- [Referring expression pointing data]
● ● ● ● ●
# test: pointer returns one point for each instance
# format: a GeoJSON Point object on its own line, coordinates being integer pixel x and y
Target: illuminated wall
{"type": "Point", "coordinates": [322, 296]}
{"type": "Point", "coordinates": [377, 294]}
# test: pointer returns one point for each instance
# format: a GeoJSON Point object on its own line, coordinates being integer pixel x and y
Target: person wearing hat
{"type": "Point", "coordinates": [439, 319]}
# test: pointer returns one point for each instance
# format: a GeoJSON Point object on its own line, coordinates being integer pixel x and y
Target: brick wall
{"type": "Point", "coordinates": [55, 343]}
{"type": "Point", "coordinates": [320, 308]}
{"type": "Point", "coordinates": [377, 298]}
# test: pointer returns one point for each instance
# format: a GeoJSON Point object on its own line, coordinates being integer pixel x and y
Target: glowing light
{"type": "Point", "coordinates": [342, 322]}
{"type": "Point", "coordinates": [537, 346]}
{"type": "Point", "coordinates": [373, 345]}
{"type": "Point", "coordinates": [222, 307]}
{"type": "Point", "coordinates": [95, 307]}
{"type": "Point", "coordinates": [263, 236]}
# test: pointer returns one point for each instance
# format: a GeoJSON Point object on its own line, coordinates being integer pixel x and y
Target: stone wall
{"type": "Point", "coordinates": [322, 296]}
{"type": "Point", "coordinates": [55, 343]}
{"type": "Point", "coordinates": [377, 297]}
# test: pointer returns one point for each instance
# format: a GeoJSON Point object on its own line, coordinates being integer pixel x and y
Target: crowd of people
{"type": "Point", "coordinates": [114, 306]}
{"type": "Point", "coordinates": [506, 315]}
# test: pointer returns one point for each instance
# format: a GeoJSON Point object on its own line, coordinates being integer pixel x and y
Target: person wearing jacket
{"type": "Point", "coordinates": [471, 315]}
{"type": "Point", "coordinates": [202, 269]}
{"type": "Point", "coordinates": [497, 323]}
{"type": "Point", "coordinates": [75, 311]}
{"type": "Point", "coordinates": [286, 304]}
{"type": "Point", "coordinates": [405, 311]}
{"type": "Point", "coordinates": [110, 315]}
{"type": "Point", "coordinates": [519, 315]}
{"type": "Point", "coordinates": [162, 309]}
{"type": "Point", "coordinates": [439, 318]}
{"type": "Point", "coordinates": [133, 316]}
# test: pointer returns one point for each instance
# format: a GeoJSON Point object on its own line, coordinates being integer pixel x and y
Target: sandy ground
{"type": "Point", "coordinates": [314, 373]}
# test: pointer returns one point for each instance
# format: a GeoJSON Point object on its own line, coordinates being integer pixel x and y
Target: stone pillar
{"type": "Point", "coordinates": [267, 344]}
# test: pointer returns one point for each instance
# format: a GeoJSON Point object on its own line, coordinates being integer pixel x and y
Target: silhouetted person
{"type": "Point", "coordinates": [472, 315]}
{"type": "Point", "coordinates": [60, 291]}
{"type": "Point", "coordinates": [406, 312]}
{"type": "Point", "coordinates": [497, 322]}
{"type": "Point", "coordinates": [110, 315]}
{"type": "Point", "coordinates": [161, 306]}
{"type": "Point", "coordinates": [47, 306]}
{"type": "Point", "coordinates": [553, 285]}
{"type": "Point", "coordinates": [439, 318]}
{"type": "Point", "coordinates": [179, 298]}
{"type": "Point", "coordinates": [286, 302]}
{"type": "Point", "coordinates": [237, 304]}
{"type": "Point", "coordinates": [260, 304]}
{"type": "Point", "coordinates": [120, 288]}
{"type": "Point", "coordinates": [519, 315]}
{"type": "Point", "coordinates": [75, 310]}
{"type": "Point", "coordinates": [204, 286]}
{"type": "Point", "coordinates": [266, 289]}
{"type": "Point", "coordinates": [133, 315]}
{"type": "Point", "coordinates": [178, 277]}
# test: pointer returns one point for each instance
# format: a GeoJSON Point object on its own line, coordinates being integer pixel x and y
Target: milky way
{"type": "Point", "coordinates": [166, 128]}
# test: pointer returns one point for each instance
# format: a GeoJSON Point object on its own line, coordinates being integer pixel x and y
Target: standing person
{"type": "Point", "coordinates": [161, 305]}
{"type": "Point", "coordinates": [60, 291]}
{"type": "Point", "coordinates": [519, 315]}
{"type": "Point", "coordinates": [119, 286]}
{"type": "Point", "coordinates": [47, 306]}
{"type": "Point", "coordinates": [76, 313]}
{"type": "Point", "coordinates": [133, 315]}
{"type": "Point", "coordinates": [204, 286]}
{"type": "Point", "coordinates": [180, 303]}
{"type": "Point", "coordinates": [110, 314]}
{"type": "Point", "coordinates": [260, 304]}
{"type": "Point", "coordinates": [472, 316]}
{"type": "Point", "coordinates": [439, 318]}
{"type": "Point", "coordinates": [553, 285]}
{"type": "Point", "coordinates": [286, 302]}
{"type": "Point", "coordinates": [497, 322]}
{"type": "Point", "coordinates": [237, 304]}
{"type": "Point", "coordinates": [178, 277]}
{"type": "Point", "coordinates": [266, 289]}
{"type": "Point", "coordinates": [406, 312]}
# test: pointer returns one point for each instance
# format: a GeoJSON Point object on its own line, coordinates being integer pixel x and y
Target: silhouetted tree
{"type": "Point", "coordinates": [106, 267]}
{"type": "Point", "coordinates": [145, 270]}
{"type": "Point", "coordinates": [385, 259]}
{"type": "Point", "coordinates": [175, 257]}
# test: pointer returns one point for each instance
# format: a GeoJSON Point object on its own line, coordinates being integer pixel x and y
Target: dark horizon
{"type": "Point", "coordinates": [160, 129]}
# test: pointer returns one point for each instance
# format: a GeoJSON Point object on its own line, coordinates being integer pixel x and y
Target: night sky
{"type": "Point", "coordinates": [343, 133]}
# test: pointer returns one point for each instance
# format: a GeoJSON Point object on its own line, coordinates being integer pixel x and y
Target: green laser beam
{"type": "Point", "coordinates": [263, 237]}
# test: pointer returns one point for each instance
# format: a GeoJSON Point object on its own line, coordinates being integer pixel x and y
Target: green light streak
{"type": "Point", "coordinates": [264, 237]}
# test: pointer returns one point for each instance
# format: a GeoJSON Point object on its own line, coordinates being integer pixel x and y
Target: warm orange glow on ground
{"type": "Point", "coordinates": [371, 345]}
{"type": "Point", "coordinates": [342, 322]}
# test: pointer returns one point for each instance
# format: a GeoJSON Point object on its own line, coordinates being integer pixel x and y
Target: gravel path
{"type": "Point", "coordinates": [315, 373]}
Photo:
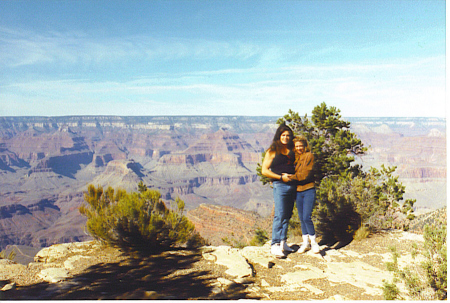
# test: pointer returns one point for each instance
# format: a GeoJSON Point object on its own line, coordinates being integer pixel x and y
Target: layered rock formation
{"type": "Point", "coordinates": [202, 160]}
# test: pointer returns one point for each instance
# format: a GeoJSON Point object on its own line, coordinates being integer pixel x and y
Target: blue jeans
{"type": "Point", "coordinates": [305, 204]}
{"type": "Point", "coordinates": [284, 196]}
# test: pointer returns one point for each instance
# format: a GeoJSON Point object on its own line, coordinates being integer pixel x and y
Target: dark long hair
{"type": "Point", "coordinates": [276, 145]}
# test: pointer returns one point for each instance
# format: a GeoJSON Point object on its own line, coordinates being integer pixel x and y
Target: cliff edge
{"type": "Point", "coordinates": [88, 270]}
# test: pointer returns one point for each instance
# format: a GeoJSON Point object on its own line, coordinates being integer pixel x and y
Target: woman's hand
{"type": "Point", "coordinates": [286, 177]}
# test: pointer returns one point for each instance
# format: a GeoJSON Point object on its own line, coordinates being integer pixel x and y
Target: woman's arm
{"type": "Point", "coordinates": [265, 169]}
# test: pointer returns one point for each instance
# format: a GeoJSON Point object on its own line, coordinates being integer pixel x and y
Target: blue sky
{"type": "Point", "coordinates": [256, 58]}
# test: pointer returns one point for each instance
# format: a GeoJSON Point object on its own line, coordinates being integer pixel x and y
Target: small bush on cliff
{"type": "Point", "coordinates": [373, 199]}
{"type": "Point", "coordinates": [138, 221]}
{"type": "Point", "coordinates": [427, 281]}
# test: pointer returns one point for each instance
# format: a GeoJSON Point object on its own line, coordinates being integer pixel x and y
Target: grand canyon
{"type": "Point", "coordinates": [209, 162]}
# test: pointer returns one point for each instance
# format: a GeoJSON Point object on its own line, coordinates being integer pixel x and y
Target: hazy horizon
{"type": "Point", "coordinates": [222, 58]}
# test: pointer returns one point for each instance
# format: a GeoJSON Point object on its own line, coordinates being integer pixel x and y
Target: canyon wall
{"type": "Point", "coordinates": [46, 164]}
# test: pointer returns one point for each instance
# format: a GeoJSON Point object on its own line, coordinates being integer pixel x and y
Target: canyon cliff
{"type": "Point", "coordinates": [46, 164]}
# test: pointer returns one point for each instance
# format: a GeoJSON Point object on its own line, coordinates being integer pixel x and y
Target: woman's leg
{"type": "Point", "coordinates": [283, 195]}
{"type": "Point", "coordinates": [299, 204]}
{"type": "Point", "coordinates": [309, 197]}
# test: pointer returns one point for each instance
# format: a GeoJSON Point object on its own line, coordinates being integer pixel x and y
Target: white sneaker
{"type": "Point", "coordinates": [285, 247]}
{"type": "Point", "coordinates": [276, 250]}
{"type": "Point", "coordinates": [304, 247]}
{"type": "Point", "coordinates": [315, 248]}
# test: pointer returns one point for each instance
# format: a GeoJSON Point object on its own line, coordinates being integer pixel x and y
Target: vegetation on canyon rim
{"type": "Point", "coordinates": [350, 199]}
{"type": "Point", "coordinates": [137, 221]}
{"type": "Point", "coordinates": [427, 280]}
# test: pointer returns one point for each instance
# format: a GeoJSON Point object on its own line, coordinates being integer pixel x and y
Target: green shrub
{"type": "Point", "coordinates": [135, 221]}
{"type": "Point", "coordinates": [427, 281]}
{"type": "Point", "coordinates": [362, 233]}
{"type": "Point", "coordinates": [346, 202]}
{"type": "Point", "coordinates": [347, 196]}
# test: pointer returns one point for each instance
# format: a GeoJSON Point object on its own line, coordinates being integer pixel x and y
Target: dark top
{"type": "Point", "coordinates": [283, 163]}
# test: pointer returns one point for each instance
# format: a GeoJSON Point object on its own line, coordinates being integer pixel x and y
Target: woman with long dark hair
{"type": "Point", "coordinates": [277, 165]}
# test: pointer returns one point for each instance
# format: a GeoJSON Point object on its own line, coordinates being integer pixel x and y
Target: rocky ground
{"type": "Point", "coordinates": [88, 270]}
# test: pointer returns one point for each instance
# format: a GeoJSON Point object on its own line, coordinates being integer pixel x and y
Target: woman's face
{"type": "Point", "coordinates": [284, 138]}
{"type": "Point", "coordinates": [300, 147]}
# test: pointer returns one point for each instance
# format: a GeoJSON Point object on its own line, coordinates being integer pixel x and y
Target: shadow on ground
{"type": "Point", "coordinates": [169, 275]}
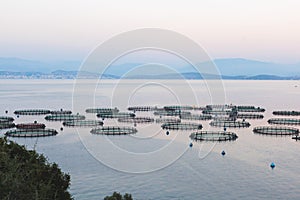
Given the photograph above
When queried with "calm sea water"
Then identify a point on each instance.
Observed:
(152, 165)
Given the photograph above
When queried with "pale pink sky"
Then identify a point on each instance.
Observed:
(267, 30)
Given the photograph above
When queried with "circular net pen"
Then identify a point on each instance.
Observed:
(102, 110)
(230, 124)
(275, 130)
(196, 117)
(64, 117)
(136, 120)
(114, 130)
(284, 121)
(7, 125)
(181, 126)
(32, 112)
(168, 120)
(31, 126)
(83, 123)
(249, 116)
(61, 112)
(141, 108)
(287, 113)
(213, 136)
(31, 133)
(170, 113)
(178, 108)
(249, 109)
(4, 119)
(115, 115)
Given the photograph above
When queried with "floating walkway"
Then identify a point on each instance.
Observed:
(171, 113)
(249, 116)
(284, 121)
(287, 113)
(32, 112)
(31, 132)
(83, 123)
(116, 115)
(182, 126)
(196, 117)
(114, 130)
(64, 117)
(213, 136)
(230, 124)
(136, 120)
(141, 108)
(102, 110)
(275, 130)
(168, 120)
(31, 126)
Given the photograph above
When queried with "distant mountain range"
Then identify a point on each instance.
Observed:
(231, 68)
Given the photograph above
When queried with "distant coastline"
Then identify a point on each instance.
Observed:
(61, 74)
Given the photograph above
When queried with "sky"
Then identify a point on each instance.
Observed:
(266, 30)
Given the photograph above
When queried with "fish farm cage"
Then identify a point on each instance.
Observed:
(249, 109)
(61, 112)
(141, 108)
(287, 113)
(182, 126)
(32, 112)
(31, 132)
(249, 116)
(31, 126)
(178, 107)
(7, 125)
(168, 120)
(4, 119)
(136, 120)
(64, 117)
(171, 113)
(116, 115)
(213, 136)
(83, 123)
(275, 130)
(284, 121)
(196, 117)
(230, 124)
(102, 110)
(218, 112)
(114, 130)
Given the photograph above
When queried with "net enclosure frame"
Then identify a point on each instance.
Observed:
(249, 116)
(30, 126)
(83, 123)
(230, 124)
(168, 120)
(5, 119)
(32, 112)
(141, 108)
(213, 136)
(136, 120)
(287, 113)
(181, 126)
(115, 115)
(31, 132)
(102, 110)
(284, 121)
(114, 130)
(64, 117)
(196, 117)
(276, 130)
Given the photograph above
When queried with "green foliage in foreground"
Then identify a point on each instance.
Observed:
(118, 196)
(25, 174)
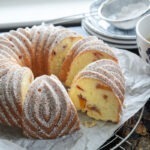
● ● ● ● ●
- [Problem to work on] Going through the data, tally the lines containing "When" and report only the result.

- [Response below] 10